● Material for this exercise:
Segment Open

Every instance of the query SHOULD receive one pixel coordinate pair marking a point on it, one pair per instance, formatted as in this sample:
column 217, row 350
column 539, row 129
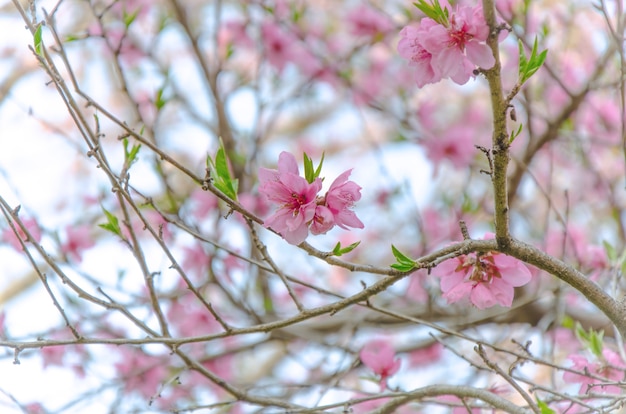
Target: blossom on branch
column 296, row 197
column 301, row 208
column 450, row 47
column 379, row 356
column 488, row 279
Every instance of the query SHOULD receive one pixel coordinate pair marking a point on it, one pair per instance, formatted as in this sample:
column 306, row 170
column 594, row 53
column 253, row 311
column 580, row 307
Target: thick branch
column 500, row 144
column 609, row 306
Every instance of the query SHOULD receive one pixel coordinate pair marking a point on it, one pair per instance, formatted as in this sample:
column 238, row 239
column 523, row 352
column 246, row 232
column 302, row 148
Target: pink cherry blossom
column 77, row 240
column 610, row 366
column 411, row 49
column 322, row 221
column 340, row 198
column 296, row 197
column 141, row 372
column 379, row 356
column 280, row 47
column 453, row 50
column 487, row 279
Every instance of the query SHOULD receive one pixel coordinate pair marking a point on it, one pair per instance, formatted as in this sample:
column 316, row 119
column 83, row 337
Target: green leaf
column 434, row 11
column 515, row 134
column 403, row 262
column 529, row 66
column 311, row 173
column 220, row 173
column 318, row 170
column 159, row 102
column 543, row 407
column 37, row 40
column 610, row 251
column 130, row 156
column 129, row 18
column 338, row 250
column 112, row 223
column 568, row 322
column 308, row 168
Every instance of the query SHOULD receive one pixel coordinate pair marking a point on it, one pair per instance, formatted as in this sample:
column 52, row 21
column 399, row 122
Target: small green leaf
column 338, row 250
column 308, row 169
column 130, row 156
column 403, row 262
column 568, row 322
column 112, row 223
column 311, row 173
column 129, row 18
column 159, row 102
column 434, row 11
column 318, row 170
column 528, row 66
column 37, row 41
column 220, row 173
column 610, row 251
column 515, row 134
column 543, row 407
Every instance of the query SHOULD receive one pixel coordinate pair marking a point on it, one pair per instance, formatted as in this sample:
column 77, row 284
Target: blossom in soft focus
column 301, row 208
column 295, row 196
column 488, row 279
column 610, row 366
column 455, row 145
column 365, row 21
column 280, row 47
column 340, row 198
column 411, row 49
column 451, row 49
column 379, row 356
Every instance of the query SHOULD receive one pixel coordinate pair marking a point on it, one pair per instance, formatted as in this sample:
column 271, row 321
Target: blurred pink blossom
column 487, row 279
column 340, row 198
column 379, row 356
column 280, row 47
column 140, row 372
column 609, row 366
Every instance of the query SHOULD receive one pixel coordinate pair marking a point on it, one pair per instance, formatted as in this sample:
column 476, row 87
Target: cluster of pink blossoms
column 301, row 209
column 487, row 278
column 450, row 48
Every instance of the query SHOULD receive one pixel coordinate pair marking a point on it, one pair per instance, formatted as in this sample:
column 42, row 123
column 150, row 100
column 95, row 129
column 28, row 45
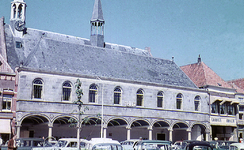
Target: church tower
column 17, row 17
column 97, row 25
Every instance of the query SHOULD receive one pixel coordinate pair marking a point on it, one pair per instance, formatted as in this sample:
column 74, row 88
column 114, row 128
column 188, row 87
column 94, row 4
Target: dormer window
column 139, row 98
column 66, row 91
column 37, row 88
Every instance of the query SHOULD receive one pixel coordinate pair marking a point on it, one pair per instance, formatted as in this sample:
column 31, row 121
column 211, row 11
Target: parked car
column 198, row 145
column 236, row 146
column 26, row 143
column 152, row 145
column 64, row 144
column 103, row 144
column 128, row 144
column 177, row 145
column 224, row 145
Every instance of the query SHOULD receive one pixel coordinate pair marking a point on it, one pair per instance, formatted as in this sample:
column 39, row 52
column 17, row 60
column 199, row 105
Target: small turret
column 97, row 25
column 17, row 17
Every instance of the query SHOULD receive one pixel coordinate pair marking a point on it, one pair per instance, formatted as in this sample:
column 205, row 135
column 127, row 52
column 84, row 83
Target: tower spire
column 17, row 17
column 97, row 25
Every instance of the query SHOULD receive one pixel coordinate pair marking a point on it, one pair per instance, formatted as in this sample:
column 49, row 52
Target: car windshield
column 107, row 147
column 37, row 143
column 155, row 146
column 202, row 148
column 62, row 143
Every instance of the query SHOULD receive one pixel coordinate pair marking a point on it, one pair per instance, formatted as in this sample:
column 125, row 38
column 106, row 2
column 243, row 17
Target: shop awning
column 223, row 100
column 5, row 126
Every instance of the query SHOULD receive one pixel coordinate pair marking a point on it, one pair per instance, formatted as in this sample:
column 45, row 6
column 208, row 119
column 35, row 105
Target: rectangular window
column 66, row 94
column 139, row 100
column 178, row 104
column 7, row 100
column 222, row 108
column 241, row 108
column 160, row 102
column 197, row 105
column 230, row 109
column 117, row 98
column 37, row 91
column 92, row 96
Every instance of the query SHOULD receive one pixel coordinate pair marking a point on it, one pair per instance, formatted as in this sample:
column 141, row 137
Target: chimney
column 199, row 60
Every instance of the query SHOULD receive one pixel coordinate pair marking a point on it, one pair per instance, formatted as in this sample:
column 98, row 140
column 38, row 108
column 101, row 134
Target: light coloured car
column 103, row 144
column 177, row 145
column 236, row 146
column 128, row 144
column 152, row 145
column 65, row 144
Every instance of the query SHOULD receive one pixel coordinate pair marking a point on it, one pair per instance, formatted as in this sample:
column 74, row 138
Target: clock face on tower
column 19, row 25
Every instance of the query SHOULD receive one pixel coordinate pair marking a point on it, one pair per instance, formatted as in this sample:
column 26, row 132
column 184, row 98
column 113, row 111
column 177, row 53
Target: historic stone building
column 224, row 100
column 136, row 94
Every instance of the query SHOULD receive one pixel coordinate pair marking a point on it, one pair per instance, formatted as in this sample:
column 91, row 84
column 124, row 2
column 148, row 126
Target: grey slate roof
column 67, row 54
column 97, row 14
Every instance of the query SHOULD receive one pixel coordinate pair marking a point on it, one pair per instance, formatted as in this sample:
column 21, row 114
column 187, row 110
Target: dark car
column 152, row 145
column 198, row 145
column 26, row 143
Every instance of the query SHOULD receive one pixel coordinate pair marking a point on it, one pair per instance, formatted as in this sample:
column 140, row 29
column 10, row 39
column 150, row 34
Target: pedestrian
column 11, row 143
column 1, row 140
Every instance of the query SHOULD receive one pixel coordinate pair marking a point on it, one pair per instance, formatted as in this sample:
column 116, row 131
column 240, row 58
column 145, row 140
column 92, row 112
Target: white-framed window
column 179, row 99
column 160, row 98
column 37, row 88
column 66, row 91
column 139, row 97
column 7, row 102
column 93, row 93
column 197, row 102
column 117, row 95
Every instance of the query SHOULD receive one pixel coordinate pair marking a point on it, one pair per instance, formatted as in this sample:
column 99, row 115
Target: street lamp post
column 102, row 110
column 79, row 103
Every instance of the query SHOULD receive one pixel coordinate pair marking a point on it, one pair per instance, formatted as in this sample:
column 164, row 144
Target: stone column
column 170, row 134
column 150, row 133
column 128, row 133
column 189, row 133
column 18, row 131
column 207, row 135
column 104, row 132
column 50, row 131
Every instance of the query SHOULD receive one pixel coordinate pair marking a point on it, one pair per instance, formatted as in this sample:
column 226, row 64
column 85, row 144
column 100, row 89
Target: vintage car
column 224, row 145
column 128, row 144
column 236, row 146
column 26, row 143
column 103, row 144
column 198, row 145
column 152, row 145
column 177, row 145
column 64, row 144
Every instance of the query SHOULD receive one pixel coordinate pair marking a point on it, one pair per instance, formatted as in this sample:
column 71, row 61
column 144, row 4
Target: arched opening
column 117, row 129
column 34, row 126
column 63, row 128
column 139, row 128
column 160, row 130
column 179, row 132
column 198, row 132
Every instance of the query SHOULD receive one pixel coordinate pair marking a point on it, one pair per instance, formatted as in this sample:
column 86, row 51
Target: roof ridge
column 32, row 53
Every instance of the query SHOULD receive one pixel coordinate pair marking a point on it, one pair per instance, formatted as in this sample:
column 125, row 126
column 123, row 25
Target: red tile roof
column 202, row 75
column 238, row 84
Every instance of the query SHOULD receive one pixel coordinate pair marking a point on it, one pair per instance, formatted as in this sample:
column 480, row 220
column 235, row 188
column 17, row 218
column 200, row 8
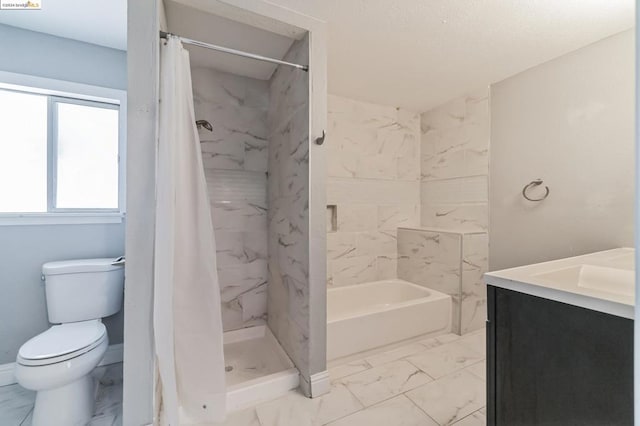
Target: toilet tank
column 83, row 289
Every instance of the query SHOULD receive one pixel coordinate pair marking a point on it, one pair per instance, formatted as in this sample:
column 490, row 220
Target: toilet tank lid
column 81, row 265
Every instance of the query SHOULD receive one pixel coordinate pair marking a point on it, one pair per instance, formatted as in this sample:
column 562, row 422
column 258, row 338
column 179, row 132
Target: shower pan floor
column 257, row 368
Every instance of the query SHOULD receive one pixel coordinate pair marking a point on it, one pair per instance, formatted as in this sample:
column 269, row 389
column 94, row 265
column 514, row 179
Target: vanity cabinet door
column 556, row 364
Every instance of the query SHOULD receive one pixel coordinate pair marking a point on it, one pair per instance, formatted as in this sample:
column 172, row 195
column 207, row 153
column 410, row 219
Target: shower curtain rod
column 164, row 34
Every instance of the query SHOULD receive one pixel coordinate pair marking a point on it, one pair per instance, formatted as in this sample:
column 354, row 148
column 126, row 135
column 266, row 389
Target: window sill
column 16, row 219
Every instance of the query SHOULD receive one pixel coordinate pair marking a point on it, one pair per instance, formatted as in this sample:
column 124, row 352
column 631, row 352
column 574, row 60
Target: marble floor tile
column 479, row 369
column 296, row 409
column 439, row 340
column 385, row 381
column 15, row 404
column 395, row 354
column 253, row 358
column 450, row 398
column 397, row 411
column 476, row 339
column 447, row 358
column 348, row 369
column 475, row 419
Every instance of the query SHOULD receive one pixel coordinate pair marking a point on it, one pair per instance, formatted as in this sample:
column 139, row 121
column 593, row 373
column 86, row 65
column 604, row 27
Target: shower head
column 204, row 123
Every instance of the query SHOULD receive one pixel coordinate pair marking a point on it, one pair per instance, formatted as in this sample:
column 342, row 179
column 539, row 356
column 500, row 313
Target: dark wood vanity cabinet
column 551, row 363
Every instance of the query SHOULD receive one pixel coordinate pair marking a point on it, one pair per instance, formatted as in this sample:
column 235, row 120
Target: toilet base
column 69, row 405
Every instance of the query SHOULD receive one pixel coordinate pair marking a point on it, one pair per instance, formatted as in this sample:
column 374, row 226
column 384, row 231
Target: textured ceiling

Segment Closed

● Exercise requirements:
In the listing above, locate the line containing "Target: dark car" and the line containing "column 92, row 112". Transcribe those two lines and everything between them, exactly as written.

● Exercise output:
Target: dark car
column 152, row 145
column 198, row 145
column 26, row 143
Every instance of the query SHOULD receive one pixel coordinate pair marking a point on it, one pair per instance, formatted as in this sample:
column 140, row 29
column 10, row 39
column 150, row 34
Target: pedestrian
column 11, row 143
column 1, row 140
Every instance of the query SHOULD receive one pixel coordinate pair marking a point on it, one pair per instance, formatted as in this sample:
column 116, row 131
column 240, row 58
column 145, row 140
column 92, row 112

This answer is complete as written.